[Outline annotation records]
· · ·
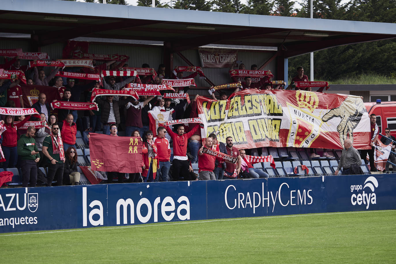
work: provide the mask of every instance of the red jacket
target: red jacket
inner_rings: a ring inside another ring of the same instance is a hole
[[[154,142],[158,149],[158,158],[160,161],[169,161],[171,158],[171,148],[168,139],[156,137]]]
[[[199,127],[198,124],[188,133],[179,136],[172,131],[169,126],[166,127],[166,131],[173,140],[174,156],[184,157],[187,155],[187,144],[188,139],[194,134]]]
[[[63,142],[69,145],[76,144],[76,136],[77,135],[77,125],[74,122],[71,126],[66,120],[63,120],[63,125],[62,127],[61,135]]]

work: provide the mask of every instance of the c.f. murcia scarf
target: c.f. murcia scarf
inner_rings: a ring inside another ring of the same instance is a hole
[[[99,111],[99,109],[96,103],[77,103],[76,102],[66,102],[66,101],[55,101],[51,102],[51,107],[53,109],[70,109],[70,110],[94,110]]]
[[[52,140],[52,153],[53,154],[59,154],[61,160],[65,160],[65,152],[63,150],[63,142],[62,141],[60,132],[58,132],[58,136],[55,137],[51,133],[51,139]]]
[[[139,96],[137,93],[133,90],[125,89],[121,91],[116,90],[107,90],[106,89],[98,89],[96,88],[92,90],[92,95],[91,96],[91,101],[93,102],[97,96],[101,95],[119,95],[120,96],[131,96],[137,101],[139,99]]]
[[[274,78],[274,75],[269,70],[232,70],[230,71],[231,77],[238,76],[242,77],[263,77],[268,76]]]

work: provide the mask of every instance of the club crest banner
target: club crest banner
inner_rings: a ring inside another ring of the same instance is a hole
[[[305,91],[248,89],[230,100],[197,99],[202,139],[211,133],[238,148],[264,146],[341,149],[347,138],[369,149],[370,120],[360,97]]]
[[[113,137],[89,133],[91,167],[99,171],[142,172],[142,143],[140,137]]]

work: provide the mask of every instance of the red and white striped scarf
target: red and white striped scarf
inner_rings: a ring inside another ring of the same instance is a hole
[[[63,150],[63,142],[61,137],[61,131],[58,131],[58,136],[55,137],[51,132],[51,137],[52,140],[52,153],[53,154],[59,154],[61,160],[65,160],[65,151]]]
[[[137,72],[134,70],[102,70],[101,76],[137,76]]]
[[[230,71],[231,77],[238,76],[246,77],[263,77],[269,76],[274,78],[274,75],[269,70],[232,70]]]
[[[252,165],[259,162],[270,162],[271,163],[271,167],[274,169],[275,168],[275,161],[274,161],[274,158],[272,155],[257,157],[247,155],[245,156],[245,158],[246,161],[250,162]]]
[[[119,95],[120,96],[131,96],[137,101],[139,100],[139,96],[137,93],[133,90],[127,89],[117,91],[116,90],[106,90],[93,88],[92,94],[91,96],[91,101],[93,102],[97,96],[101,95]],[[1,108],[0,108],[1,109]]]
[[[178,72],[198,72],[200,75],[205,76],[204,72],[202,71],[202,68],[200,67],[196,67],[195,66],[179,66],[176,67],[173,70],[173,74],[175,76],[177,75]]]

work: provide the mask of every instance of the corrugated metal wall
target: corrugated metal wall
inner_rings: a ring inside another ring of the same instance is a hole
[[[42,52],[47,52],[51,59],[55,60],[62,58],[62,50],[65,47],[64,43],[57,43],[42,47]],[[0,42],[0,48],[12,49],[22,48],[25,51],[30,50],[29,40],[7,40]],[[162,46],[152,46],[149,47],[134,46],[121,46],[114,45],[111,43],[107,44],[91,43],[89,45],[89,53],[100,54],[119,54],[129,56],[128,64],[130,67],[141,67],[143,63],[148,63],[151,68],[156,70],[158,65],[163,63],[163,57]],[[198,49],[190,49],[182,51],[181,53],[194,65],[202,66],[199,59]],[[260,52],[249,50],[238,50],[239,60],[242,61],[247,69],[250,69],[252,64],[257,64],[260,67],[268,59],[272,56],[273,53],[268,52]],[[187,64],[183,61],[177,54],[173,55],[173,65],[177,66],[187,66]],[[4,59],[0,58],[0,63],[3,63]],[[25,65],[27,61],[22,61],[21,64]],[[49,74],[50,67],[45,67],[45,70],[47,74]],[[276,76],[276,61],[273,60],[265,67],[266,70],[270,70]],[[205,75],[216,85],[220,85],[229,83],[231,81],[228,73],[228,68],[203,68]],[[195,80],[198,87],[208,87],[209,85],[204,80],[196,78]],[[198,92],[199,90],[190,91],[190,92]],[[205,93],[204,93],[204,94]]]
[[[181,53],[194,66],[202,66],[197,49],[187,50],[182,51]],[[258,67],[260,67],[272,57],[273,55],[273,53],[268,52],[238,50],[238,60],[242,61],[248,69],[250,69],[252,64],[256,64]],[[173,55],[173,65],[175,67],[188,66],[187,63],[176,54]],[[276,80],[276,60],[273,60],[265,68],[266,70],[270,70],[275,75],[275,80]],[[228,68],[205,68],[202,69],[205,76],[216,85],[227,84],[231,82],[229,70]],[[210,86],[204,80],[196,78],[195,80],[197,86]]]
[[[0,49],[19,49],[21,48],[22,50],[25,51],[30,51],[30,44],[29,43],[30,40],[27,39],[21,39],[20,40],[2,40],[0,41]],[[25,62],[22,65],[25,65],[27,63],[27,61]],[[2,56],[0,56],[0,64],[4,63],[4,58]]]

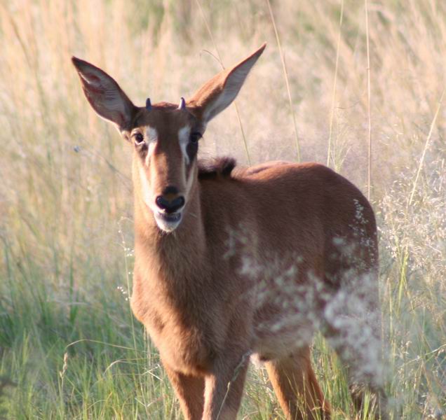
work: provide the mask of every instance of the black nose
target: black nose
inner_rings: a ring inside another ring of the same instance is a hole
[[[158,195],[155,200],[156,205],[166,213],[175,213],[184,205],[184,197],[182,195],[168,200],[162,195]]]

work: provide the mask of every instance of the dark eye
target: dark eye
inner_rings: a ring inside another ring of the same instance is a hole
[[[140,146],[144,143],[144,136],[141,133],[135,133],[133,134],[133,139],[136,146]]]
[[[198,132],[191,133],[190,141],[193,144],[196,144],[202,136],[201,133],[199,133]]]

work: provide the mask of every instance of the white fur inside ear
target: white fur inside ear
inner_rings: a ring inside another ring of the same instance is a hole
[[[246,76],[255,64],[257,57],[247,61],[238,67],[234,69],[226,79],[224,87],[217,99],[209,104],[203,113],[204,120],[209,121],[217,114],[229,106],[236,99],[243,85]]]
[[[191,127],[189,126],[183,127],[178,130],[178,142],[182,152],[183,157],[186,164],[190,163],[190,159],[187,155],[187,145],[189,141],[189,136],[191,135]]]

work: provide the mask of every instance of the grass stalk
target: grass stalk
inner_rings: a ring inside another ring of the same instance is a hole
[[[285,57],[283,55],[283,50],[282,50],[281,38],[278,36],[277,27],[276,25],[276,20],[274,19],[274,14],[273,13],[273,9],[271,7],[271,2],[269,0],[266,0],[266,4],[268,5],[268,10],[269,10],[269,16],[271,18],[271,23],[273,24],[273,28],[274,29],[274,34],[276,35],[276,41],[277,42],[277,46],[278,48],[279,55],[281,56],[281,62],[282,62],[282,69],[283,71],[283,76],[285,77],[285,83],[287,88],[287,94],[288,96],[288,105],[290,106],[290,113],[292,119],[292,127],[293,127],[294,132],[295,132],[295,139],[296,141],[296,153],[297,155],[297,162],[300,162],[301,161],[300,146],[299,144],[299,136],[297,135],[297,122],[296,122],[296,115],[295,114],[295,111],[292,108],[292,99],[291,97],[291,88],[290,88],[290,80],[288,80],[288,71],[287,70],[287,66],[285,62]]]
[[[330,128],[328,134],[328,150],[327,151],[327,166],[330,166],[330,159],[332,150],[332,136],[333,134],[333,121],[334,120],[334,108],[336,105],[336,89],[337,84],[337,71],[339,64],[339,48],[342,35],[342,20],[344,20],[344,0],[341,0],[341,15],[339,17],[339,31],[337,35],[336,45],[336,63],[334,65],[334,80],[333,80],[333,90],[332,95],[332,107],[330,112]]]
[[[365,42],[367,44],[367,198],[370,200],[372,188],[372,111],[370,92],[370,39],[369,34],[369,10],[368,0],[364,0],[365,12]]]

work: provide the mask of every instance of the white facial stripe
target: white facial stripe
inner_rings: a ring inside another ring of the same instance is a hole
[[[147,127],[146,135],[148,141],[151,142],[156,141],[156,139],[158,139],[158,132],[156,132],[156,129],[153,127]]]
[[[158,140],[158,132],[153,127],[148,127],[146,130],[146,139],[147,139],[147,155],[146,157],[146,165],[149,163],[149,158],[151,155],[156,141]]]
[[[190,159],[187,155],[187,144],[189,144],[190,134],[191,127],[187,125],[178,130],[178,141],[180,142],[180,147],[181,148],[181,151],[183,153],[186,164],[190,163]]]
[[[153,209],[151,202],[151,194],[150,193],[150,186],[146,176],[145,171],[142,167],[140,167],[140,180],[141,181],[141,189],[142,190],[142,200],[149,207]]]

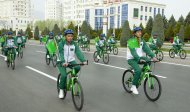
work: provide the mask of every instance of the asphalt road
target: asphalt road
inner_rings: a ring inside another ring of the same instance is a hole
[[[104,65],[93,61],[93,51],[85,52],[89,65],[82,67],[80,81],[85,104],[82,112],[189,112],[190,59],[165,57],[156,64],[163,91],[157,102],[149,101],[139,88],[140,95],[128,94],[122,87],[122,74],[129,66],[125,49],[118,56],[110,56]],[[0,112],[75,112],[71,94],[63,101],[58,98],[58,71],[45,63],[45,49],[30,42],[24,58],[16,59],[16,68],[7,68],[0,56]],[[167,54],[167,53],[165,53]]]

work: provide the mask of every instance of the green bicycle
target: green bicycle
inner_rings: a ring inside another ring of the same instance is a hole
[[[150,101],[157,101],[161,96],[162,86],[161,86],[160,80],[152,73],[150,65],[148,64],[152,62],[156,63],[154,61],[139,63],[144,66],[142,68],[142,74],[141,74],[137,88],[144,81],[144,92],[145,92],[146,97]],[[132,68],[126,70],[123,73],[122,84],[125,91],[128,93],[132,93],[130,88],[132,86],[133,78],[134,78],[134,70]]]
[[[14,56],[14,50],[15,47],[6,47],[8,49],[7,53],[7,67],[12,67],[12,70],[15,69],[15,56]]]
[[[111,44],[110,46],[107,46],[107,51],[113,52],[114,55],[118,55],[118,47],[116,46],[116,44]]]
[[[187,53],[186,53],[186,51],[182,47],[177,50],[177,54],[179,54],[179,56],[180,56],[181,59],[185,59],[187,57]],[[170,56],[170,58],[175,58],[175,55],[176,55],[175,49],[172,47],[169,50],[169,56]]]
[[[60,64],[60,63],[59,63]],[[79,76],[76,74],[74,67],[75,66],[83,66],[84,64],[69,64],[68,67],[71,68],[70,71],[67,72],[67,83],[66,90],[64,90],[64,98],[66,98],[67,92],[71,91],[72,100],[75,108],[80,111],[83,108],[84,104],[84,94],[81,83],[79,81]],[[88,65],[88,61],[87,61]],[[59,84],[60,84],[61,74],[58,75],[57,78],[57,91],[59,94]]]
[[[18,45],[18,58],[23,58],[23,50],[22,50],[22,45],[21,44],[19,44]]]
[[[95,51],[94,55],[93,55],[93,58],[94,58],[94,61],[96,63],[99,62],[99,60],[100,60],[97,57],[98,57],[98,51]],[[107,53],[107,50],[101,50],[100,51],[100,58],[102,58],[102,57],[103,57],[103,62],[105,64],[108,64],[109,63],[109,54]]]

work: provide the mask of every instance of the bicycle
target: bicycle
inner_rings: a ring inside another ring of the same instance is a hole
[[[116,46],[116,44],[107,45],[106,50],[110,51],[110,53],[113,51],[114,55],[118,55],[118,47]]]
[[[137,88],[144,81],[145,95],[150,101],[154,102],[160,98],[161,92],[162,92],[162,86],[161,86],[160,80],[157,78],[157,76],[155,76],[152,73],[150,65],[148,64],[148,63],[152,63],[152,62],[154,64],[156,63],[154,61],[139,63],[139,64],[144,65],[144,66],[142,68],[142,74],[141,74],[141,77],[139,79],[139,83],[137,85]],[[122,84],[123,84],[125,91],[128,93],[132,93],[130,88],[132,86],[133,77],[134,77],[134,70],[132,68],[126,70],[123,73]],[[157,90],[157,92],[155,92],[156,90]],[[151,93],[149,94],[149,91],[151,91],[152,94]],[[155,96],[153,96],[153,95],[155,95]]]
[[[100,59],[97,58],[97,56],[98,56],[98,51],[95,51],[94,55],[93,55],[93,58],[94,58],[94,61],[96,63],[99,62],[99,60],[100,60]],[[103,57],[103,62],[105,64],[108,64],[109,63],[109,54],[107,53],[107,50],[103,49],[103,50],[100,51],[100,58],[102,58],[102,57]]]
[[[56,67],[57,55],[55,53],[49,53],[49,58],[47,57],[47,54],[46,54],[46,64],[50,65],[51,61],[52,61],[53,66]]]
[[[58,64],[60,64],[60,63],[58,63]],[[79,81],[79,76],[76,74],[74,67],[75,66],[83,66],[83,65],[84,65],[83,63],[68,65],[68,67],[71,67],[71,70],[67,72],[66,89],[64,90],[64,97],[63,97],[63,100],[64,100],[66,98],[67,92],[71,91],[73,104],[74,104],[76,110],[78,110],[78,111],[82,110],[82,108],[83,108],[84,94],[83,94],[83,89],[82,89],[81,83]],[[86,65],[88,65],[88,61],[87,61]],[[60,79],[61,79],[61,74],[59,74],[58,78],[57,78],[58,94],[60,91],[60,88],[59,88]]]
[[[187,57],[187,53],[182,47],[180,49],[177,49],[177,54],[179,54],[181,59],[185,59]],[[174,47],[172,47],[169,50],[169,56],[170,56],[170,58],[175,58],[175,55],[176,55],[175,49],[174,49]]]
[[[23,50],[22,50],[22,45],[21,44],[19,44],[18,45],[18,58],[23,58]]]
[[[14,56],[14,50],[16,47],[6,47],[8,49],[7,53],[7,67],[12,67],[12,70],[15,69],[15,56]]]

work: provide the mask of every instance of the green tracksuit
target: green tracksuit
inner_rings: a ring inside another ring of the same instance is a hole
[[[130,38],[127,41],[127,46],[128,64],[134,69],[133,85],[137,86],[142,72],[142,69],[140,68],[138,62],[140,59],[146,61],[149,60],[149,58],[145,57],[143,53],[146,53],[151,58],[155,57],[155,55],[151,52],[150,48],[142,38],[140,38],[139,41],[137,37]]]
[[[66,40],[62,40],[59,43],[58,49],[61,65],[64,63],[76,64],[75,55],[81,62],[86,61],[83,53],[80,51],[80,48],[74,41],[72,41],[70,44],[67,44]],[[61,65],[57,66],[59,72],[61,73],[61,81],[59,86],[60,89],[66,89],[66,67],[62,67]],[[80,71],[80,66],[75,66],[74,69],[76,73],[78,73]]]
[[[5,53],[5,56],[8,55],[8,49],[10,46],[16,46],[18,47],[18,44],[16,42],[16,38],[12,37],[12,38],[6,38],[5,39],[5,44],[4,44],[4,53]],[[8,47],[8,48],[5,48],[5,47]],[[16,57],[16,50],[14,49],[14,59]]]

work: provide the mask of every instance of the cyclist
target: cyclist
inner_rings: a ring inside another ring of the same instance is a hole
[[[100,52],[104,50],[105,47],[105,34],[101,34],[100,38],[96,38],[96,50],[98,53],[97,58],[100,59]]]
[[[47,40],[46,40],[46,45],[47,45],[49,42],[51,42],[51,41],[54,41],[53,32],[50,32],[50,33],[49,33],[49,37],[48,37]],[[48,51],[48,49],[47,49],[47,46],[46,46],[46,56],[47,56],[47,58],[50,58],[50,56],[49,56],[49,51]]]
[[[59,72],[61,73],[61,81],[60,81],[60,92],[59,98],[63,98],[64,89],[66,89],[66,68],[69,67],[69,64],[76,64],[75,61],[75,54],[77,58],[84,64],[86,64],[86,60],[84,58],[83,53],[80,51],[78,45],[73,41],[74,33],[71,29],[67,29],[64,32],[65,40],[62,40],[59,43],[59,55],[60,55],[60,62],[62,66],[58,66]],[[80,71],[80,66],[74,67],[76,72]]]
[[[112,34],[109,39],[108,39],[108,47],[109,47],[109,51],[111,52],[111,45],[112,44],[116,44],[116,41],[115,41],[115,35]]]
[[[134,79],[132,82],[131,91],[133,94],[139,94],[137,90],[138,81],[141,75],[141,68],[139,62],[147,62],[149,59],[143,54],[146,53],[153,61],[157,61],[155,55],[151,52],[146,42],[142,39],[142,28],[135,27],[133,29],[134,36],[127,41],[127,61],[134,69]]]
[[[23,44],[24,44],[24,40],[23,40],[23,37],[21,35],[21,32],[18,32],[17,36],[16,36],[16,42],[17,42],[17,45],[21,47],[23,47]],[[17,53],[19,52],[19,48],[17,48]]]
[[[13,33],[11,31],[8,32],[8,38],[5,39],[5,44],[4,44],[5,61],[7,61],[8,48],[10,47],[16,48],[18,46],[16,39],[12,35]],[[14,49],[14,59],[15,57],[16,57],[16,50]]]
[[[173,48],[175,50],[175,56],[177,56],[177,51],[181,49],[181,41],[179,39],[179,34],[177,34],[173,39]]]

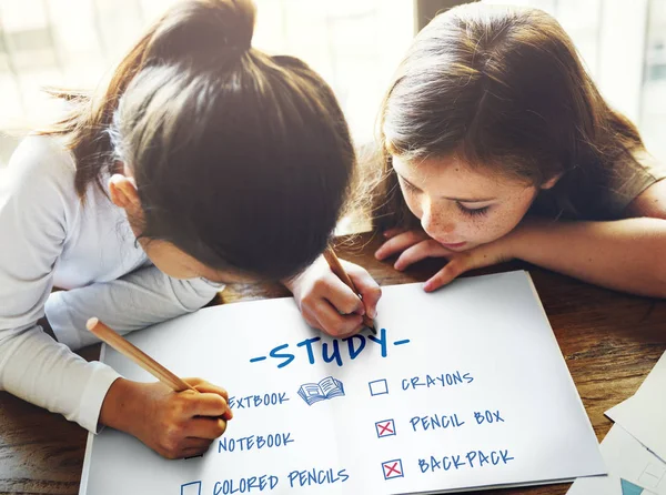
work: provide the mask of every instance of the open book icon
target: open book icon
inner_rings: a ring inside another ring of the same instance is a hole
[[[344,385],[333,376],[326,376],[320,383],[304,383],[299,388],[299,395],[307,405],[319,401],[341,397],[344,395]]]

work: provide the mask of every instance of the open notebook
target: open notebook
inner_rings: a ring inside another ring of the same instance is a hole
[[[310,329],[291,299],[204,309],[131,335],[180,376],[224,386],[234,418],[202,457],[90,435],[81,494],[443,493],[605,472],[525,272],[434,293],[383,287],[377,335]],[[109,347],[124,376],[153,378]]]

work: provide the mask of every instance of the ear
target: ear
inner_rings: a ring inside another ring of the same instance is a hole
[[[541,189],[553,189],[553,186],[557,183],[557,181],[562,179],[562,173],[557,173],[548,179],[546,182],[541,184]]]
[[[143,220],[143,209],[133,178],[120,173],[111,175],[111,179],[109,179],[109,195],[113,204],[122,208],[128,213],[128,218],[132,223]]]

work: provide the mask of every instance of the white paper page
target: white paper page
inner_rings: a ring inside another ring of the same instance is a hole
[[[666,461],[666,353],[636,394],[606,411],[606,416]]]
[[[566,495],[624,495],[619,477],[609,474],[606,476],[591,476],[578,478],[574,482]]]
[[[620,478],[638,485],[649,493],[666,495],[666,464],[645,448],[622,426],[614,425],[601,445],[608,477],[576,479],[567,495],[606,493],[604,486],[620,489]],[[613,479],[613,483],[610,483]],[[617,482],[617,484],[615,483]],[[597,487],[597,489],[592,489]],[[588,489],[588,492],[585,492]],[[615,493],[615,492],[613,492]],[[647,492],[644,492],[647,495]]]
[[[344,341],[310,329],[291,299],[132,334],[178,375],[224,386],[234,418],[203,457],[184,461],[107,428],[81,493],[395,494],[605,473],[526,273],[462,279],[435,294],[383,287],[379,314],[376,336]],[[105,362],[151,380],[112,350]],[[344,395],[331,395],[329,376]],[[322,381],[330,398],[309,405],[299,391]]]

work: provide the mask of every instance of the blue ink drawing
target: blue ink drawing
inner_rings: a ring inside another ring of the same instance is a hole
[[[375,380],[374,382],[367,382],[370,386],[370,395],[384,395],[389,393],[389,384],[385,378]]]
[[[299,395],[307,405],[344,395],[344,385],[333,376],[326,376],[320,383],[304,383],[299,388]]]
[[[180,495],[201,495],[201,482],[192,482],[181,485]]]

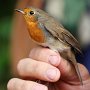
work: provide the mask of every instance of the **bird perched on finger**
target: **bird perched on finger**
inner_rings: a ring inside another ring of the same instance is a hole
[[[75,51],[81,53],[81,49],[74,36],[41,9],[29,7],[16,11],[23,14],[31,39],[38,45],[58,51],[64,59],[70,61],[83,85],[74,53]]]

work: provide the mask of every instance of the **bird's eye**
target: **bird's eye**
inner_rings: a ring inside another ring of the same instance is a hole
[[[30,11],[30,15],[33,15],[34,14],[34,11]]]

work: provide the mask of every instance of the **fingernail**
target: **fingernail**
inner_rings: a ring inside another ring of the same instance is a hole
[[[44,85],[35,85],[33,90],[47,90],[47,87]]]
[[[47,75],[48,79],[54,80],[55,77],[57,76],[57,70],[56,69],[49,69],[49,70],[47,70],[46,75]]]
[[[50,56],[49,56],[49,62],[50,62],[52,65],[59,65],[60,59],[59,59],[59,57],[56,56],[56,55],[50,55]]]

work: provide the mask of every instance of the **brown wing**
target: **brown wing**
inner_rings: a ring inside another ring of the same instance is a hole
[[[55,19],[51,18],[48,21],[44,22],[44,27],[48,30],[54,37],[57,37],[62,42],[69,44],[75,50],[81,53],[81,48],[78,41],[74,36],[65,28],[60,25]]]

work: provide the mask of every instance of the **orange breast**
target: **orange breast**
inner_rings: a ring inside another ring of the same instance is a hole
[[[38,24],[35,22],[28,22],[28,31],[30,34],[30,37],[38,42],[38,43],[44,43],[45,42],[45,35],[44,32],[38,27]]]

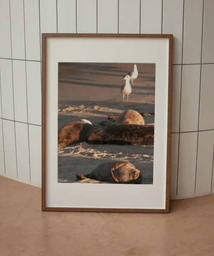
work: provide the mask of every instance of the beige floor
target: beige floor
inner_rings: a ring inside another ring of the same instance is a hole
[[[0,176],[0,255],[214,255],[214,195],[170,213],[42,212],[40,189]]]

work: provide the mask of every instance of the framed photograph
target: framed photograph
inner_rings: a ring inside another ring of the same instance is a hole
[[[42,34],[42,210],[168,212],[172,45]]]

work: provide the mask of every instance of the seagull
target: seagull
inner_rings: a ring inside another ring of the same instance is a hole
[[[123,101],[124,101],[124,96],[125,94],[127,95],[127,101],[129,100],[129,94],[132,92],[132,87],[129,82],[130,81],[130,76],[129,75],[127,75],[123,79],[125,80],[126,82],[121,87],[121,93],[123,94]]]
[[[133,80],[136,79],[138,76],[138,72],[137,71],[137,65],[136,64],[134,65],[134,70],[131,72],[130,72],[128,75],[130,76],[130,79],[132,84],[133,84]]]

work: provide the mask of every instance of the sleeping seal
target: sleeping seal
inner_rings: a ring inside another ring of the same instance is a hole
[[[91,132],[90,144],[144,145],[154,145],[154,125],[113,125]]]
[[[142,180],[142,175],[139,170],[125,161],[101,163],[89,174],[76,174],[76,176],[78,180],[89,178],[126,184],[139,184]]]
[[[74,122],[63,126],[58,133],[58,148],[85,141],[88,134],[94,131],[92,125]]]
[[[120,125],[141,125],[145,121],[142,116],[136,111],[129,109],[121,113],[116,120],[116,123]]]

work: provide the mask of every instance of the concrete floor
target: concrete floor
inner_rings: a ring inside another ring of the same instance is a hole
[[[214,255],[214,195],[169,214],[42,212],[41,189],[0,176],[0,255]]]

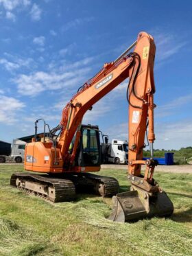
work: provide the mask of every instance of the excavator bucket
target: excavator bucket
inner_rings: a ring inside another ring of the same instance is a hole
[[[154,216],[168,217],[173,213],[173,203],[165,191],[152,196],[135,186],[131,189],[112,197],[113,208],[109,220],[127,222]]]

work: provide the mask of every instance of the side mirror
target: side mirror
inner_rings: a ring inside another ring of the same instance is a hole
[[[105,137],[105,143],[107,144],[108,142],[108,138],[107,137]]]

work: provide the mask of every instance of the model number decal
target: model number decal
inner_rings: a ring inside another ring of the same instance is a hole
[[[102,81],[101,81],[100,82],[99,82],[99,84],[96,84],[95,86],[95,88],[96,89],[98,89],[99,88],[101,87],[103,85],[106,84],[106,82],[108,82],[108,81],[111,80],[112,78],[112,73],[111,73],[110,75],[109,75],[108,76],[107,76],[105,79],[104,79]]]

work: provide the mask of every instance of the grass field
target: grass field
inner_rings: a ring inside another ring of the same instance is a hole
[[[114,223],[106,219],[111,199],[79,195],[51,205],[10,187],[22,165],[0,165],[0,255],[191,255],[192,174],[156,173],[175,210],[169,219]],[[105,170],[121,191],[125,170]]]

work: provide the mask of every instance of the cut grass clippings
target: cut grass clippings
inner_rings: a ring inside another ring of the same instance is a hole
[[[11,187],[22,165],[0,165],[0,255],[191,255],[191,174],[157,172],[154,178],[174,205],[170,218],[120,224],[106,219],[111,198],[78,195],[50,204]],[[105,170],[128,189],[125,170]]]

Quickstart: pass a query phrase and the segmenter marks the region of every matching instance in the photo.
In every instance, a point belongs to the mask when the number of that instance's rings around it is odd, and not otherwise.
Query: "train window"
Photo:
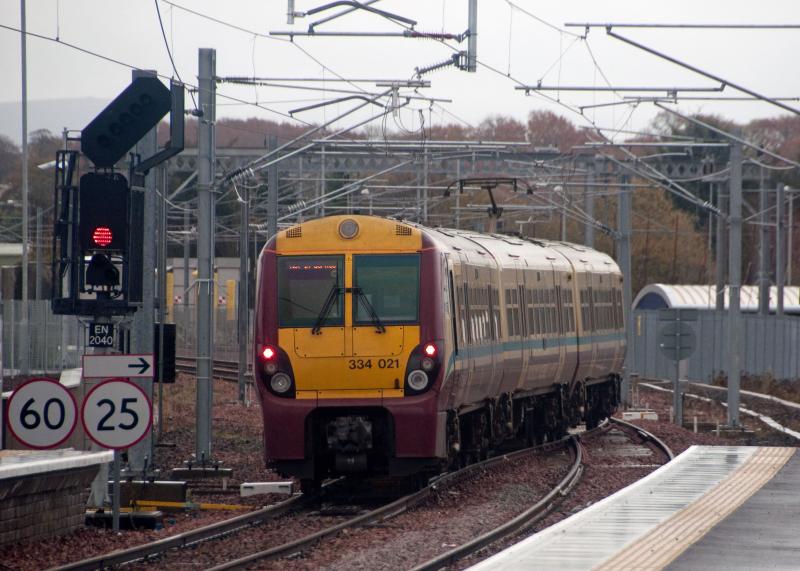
· · ·
### [THE REQUEST]
Working from the line that contains "work: provide the mask of every instance of the excavator" to the last line of the listing, please quote each line exactly, pictures excluded.

### [RESULT OF THIS EXERCISE]
work: provide the mask of every instance of the excavator bucket
target: excavator bucket
inner_rings: a ring inside another ring of the same instance is a hole
[[[154,216],[168,217],[173,213],[173,203],[165,191],[152,196],[135,186],[131,189],[112,197],[113,208],[109,220],[127,222]]]

work: provide the mask of every instance of the side mirror
target: side mirror
inner_rings: a ring inside another ring of the same instance is a hole
[[[105,137],[105,143],[107,144],[108,142],[108,138],[107,137]]]

work: provide the mask of every instance of the model number decal
target: model number decal
inner_rings: a ring inside another ring of the same instance is a hole
[[[102,81],[101,81],[100,82],[99,82],[99,84],[96,84],[95,86],[95,88],[96,89],[98,89],[99,88],[101,87],[103,85],[106,84],[106,82],[108,82],[108,81],[111,80],[112,78],[112,73],[111,73],[110,75],[109,75],[108,76],[107,76],[105,79],[104,79]]]

work: provide the mask of every instance of the grass field
target: grass field
inner_rings: a ring inside another ring of the same instance is a hole
[[[114,223],[106,219],[111,199],[79,195],[51,205],[10,187],[22,165],[0,165],[0,255],[191,255],[192,174],[156,173],[175,210],[169,219]],[[105,170],[121,191],[125,170]]]

work: provide the mask of every instance of the cut grass clippings
target: cut grass clippings
inner_rings: a ring inside another ring of the same instance is a hole
[[[11,187],[22,165],[0,165],[0,255],[191,255],[191,174],[157,172],[154,178],[174,205],[170,218],[120,224],[106,219],[111,198],[78,195],[50,204]],[[105,170],[128,189],[125,170]]]

Quickstart: pass a query phrase and the segmenter marks the region of every matching instance in the photo.
In every instance, a point belongs to the mask when the number of that instance's rings around it is odd, and not otherwise.
Query: "train window"
Photo:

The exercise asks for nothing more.